## EXERCISE REQUIREMENTS
1: In the Knox SSL thread, reproduce the passage between "If I run two" and "connection limitation somehow.", inclusive.
2: Which JIRA issue from the Knox issues list is cited in the Knox SSL thread?
3: Carry the Knox SSL thread forward from its last line.

## SOURCE DOCUMENT
↓↓↓
If I run two downloads concurrently:

1,073,741,824 46.1MB/s   in 22s
1,073,741,824 51.3MB/s   in 22s

So it isn't a limitation of the Knox gateway itself in total bandwidth but
a per connection limitation somehow.

Kevin Risden


On Tue, Oct 9, 2018 at 12:24 PM Kevin Risden <kris...@apache.org> wrote:

> So I was able to reproduce a slowdown with SSL with a pseudo distributed
> HDFS setup on a single node with Knox running on the same node. This was
> setup in Virtualbox on my laptop.
>
> Rough timings with wget for a 1GB random file:
>
>    - directly to webhdfs - 1,073,741,824  252MB/s   in 3.8s
>    - knox no ssl - 1,073,741,824  264MB/s   in 3.6s
>    - knox ssl - 1,073,741,824 54.3MB/s   in 20s
>
> There is a significant decrease with Knox SSL for some reason.
>
> Kevin Risden
>
>
> On Sun, Sep 23, 2018 at 8:53 PM larry mccay <lmc...@apache.org> wrote:
>
>> SSL handshake will likely happen at least twice.
>> Once for the request through Knox to the NN then the redirect from the NN
>> to the DN goes all the way back to the client.
>> So they have to follow the redirect and do the handshake to the DN.
>>
>>
>> On Sun, Sep 23, 2018 at 8:30 PM Kevin Risden <kris...@apache.org> wrote:
>>
>>> So I found this in the Knox issues list in JIRA:
>>>
>>> https://issues.apache.org/jira/browse/KNOX-1221
>>>
>>> It sounds familiar in terms of a slowdown when going through Knox.
>>>
>>> Kevin Risden
>>>
>>>
>>> On Sat, Sep 15, 2018 at 10:17 PM Kevin Risden <kris...@apache.org>
>>> wrote:
>>>
>>>> Hmmm yea curl for a single file should do the handshake once.
>>>>
>>>> What are the system performance statistics during the SSL vs non SSL
>>>> testing? CPU/memory/disk/etc? Ambari metrics with Grafana would help here
>>>> if using that. Otherwise watching top may be helpful. It would be help to
>>>> determine if the Knox is working harder during the SSL transfer.
>>>>
>>>> Kevin Risden
>>>>
>>>>
>>>> On Wed, Sep 12, 2018 at 2:52 PM Guang Yang <k...@uber.com> wrote:
>>>>
>>>>> I'm just using curl to download a single large file. So I suspect SSL
>>>>> handshake just happens once?
↑↑↑
## STORED ROWS
↓↓↓
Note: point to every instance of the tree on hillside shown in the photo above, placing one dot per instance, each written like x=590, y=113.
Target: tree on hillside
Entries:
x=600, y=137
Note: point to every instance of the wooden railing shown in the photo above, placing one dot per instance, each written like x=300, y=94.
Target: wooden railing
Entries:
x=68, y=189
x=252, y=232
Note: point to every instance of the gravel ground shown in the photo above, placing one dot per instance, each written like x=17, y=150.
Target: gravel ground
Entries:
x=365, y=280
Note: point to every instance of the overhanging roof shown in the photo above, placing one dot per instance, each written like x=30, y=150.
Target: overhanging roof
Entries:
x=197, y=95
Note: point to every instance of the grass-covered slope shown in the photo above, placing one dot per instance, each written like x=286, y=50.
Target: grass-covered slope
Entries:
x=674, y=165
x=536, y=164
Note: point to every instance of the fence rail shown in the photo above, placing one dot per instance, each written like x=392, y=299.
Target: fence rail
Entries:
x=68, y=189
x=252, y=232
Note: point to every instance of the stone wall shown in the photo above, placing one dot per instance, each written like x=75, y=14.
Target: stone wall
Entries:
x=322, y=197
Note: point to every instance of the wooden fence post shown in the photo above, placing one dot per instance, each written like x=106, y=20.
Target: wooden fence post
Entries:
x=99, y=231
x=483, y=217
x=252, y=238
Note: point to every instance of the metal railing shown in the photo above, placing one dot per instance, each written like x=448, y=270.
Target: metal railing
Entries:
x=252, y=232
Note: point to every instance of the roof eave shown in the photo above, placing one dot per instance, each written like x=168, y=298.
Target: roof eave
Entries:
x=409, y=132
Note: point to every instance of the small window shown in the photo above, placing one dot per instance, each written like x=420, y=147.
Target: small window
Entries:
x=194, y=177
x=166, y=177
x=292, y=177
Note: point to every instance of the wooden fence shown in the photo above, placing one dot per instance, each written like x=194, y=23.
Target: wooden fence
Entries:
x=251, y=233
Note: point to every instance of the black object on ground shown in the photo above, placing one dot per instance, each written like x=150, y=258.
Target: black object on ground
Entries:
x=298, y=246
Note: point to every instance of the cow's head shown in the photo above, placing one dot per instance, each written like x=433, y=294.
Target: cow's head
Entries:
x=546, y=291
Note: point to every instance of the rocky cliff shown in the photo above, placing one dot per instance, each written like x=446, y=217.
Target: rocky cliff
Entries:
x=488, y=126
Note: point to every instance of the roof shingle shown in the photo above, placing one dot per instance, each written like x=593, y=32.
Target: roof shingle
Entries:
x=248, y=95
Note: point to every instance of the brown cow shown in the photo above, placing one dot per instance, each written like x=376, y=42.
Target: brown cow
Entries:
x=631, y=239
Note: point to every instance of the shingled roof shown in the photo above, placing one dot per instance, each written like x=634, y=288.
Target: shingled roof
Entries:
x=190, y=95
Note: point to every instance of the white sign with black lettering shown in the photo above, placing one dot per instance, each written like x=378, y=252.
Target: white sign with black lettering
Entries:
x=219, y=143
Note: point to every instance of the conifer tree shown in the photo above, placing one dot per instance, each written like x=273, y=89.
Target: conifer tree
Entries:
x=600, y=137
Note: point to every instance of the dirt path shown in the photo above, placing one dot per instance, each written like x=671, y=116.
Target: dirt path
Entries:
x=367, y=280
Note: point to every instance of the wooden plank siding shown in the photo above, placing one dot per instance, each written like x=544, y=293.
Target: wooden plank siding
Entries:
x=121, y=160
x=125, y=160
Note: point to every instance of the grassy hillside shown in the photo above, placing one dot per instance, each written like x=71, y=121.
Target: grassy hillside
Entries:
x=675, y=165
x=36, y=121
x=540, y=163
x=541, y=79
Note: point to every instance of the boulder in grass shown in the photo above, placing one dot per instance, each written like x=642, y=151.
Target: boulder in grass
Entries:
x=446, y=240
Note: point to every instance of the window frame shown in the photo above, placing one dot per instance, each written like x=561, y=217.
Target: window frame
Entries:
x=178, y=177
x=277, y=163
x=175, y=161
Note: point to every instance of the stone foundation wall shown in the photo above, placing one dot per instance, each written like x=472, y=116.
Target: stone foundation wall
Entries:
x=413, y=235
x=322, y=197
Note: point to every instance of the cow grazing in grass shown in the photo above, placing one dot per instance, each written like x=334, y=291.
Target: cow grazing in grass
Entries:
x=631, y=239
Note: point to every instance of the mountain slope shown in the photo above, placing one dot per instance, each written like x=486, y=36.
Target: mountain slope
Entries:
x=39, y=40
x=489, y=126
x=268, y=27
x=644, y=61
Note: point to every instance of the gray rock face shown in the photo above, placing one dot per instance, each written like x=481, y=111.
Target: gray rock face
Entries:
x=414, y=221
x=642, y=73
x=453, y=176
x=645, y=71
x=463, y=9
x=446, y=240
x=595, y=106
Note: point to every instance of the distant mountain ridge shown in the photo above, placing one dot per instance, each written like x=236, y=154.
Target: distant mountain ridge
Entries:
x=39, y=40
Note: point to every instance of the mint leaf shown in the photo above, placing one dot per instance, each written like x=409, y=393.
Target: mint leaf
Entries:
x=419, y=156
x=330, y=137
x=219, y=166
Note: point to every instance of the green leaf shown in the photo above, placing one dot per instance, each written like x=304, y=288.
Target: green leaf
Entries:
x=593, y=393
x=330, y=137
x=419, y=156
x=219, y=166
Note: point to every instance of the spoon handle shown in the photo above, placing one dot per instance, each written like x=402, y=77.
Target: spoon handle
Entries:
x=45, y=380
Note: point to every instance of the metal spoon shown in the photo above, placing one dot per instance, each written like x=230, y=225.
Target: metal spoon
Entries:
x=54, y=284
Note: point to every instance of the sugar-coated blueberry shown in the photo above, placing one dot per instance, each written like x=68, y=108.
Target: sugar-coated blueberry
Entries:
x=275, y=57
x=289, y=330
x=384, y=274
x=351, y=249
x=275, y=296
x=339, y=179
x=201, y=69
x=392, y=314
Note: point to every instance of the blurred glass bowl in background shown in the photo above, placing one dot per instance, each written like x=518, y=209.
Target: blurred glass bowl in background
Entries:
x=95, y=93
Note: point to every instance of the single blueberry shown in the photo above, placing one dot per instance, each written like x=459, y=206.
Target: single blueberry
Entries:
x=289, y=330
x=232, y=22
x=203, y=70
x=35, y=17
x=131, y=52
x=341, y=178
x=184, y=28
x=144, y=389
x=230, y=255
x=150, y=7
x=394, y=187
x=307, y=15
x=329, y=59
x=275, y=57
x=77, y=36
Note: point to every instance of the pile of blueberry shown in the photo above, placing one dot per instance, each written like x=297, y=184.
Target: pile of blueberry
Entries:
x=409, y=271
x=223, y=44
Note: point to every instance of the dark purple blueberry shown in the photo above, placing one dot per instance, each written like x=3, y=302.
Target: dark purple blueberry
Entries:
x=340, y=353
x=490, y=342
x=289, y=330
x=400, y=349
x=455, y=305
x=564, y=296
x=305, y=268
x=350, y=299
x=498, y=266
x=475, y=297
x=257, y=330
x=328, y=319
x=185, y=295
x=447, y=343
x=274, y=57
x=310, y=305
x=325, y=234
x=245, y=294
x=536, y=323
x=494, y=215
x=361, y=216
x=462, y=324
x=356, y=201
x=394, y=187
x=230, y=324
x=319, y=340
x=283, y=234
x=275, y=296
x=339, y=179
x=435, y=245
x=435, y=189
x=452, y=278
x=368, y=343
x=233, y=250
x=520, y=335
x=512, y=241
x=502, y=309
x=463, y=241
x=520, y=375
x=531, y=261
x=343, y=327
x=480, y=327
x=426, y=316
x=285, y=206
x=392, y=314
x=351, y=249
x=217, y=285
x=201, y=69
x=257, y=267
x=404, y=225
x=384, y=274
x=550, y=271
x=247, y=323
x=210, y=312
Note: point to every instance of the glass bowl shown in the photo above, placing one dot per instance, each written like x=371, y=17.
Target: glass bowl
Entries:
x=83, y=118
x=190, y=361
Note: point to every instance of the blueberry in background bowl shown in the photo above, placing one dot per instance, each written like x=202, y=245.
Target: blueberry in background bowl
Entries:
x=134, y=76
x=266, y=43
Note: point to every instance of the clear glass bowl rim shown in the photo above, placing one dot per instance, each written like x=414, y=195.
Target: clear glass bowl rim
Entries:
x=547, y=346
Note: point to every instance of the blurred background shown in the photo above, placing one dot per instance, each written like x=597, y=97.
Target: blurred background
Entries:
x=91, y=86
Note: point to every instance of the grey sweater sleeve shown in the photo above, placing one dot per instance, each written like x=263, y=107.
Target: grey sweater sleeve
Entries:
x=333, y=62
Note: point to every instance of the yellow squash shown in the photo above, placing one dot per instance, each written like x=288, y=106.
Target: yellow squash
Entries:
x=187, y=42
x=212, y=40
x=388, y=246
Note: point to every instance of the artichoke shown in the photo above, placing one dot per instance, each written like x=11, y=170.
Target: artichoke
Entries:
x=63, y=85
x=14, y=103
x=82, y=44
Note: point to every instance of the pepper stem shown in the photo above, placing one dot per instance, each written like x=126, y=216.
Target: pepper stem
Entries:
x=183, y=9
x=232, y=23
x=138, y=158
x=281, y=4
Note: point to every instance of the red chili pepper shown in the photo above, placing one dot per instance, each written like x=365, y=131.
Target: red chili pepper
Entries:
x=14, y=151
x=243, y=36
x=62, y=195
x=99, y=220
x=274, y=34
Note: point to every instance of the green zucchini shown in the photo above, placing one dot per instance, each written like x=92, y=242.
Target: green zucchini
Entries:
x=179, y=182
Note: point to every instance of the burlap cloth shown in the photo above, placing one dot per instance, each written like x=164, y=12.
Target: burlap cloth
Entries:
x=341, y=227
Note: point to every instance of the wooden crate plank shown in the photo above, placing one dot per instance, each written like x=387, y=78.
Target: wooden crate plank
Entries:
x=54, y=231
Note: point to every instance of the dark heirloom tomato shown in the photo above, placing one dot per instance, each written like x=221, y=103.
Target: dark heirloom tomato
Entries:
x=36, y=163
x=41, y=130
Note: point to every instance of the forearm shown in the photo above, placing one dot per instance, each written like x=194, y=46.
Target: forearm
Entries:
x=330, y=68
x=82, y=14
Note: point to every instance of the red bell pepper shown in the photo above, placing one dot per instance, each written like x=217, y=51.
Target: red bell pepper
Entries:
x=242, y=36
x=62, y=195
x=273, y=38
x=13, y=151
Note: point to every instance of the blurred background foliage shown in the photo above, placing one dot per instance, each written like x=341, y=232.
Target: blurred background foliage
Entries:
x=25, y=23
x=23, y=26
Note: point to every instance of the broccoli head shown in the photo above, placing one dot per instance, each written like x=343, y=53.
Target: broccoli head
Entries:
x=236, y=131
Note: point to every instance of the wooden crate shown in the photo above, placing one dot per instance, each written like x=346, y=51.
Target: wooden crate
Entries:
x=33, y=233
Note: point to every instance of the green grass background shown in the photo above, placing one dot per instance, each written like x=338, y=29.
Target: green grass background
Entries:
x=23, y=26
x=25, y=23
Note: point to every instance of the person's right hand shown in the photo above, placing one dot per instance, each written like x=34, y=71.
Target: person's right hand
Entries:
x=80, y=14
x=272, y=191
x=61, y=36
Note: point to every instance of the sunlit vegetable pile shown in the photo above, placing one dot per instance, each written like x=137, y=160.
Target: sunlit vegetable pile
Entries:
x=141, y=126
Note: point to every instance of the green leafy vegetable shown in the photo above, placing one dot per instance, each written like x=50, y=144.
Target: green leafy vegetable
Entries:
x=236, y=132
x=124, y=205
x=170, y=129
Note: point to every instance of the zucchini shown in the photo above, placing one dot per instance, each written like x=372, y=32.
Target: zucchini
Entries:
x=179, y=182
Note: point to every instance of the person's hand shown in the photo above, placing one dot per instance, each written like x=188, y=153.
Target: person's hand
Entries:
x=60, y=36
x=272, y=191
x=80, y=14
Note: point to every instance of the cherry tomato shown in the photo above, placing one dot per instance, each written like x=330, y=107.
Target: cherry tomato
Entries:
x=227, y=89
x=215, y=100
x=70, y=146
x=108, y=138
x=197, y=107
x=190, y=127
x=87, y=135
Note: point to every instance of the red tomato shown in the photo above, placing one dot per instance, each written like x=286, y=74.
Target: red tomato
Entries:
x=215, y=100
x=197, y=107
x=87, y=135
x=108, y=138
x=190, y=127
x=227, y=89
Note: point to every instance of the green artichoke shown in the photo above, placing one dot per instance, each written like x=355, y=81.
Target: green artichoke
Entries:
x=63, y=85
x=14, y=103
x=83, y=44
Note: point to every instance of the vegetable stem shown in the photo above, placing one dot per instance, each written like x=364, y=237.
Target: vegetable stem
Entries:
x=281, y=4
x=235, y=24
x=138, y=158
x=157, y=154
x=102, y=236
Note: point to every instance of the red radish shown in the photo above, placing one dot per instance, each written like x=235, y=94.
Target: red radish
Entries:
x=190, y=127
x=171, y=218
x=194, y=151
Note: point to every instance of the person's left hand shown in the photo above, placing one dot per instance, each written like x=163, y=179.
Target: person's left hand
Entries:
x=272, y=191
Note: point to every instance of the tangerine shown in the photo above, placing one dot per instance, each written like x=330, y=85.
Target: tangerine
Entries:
↑↑↑
## IN RESPONSE
1:
If I run two downloads concurrently:

1,073,741,824 46.1MB/s   in 22s
1,073,741,824 51.3MB/s   in 22s

So it isn't a limitation of the Knox gateway itself in total bandwidth but
a per connection limitation somehow.

2: KNOX-1221

3:
>>>>>
>>>>> On Tue, Sep 11, 2018 at 12:02 PM
>>>>> Kevin Risden
>>>>> <kris...@apache.org> wrote:
>>>>>
>>>>>> What client are you using to connect Knox? Is this for a single file
>>>>>> or a bunch of files?
>>>>>>
>>>>>> The SSL handshake can be slow if the client doesn't keep the
>>>>>> connection open.
>>>>>>
>>>>>> Kevin Risden
>>>>>>
>>>>>> On Tue, Sep 11, 2018, 14:51 Guang Yang <k...@uber.com> wrote:
>>>>>>
>>>>>>> Thanks Larry. But the only difference is this part in my
>>>>>>> gateway-site.xml.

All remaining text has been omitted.